Segment Start: Extracted information
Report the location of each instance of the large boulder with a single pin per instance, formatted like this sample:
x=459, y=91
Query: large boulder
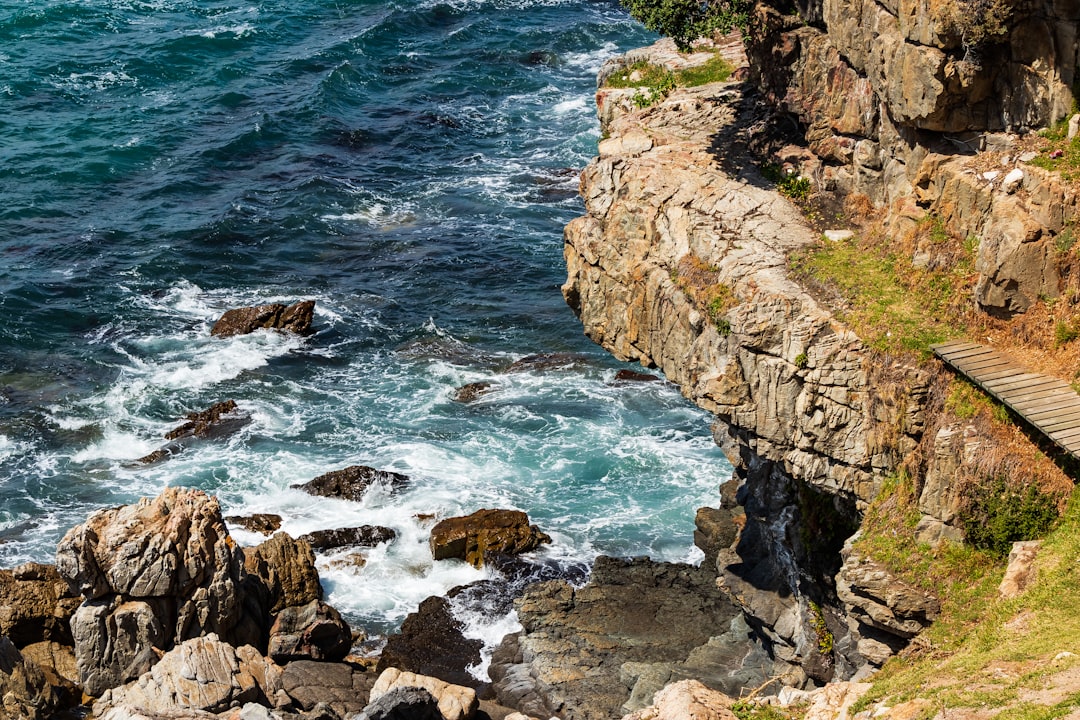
x=365, y=535
x=351, y=483
x=152, y=574
x=25, y=693
x=468, y=538
x=36, y=605
x=274, y=316
x=200, y=674
x=310, y=632
x=454, y=702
Segment End: Extracted information
◆ Description of the task: The answer must be the data above, repeated exactly, with no pictures.

◆ The completed task:
Report the location of each instance of the large boulder with a single pin per instance, formatted like this sample:
x=459, y=91
Query: large boulder
x=365, y=535
x=351, y=483
x=152, y=574
x=25, y=693
x=468, y=538
x=36, y=605
x=274, y=316
x=200, y=674
x=310, y=632
x=454, y=702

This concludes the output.